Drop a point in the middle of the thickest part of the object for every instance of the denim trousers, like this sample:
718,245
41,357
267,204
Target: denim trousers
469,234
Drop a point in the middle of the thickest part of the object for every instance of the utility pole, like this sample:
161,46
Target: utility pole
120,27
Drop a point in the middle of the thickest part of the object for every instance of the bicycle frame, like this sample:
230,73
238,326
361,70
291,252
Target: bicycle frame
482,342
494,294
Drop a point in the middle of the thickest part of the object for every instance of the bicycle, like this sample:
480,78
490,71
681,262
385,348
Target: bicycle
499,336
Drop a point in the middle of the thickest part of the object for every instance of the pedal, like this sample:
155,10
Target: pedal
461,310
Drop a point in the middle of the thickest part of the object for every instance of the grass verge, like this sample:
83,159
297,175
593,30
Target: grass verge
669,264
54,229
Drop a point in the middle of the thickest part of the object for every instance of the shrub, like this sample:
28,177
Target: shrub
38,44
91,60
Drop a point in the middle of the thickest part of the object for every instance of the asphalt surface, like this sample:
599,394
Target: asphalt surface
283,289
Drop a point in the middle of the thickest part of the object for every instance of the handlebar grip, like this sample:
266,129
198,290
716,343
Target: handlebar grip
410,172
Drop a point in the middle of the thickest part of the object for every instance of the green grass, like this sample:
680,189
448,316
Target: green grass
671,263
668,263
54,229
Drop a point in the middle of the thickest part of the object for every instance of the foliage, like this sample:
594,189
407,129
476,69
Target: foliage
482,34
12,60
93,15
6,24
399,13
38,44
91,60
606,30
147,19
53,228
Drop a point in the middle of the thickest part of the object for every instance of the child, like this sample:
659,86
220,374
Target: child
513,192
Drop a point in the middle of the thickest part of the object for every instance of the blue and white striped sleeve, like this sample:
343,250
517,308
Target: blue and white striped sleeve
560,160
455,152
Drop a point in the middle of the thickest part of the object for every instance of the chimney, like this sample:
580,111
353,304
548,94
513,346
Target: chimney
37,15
_ _ _ _
# [What is expected]
Copy every one of the records above word for word, keeping each line in its original order.

# [Written solution]
Drop a point in the middle of the thickest part of the object for every instance of the denim trousers, like this sample:
718,245
41,357
267,204
Target: denim trousers
469,234
Drop a point in the middle of the thickest part of the object for every instance of the utility pole, like this sample:
161,46
Target: utility pole
120,27
Drop a point in the middle of the thickest part of the object for every instance of the bicycle frame, like this sample:
230,73
238,326
361,70
291,252
Target: bicycle frame
482,342
494,294
Drop a point in the middle of the thickest part of the object for every instance of the bicycle, like this sample:
480,78
490,71
681,262
385,348
Target: bicycle
499,336
Drop a point in the middle of the thickest part of the object for every instance of the pedal, like this sample:
155,10
Target: pedal
461,310
Drop a point in the middle of the thickest part of the object for every instance of the grass verge, like this sample:
83,159
297,175
593,30
Target: grass verge
669,264
54,229
Drop a point in the middle of the thickest part of the object for every instance of the shrub, like this sample:
28,177
Target: shrub
38,44
91,60
Drop a point in the middle of the thickest part of the object for every instance of the asphalt surface, like this sample:
599,394
Target: asphalt surface
283,289
Drop a point in the middle of the thickest part of the object for every instance of the handlebar grip, like this sample:
266,129
198,290
716,343
Target: handlebar grip
410,172
Drop a point in the middle of the thickest part of the object for every instance of the green grass, like this sample:
680,189
448,316
Target: green grass
671,263
668,263
54,229
Drop a point in the middle of the thickest part of the object for every instance of the foliage, like this sample:
594,189
407,129
476,69
Target: foliage
482,34
12,60
93,15
6,24
399,13
38,44
91,60
606,30
147,19
53,228
Drop a point in the middle of the thickest part of the object for every instance of the child, like this sample:
659,86
220,374
Target: child
513,192
Drop a point in the middle of the thickest part of the object for every instance of the blue and white striped sleeve, like this sample:
343,250
517,308
Target: blue and white striped sleeve
560,160
455,152
Drop a point in the middle of the thickest part of the object for every instance of the chimney, like this sample:
580,111
353,304
548,94
513,346
Target: chimney
37,15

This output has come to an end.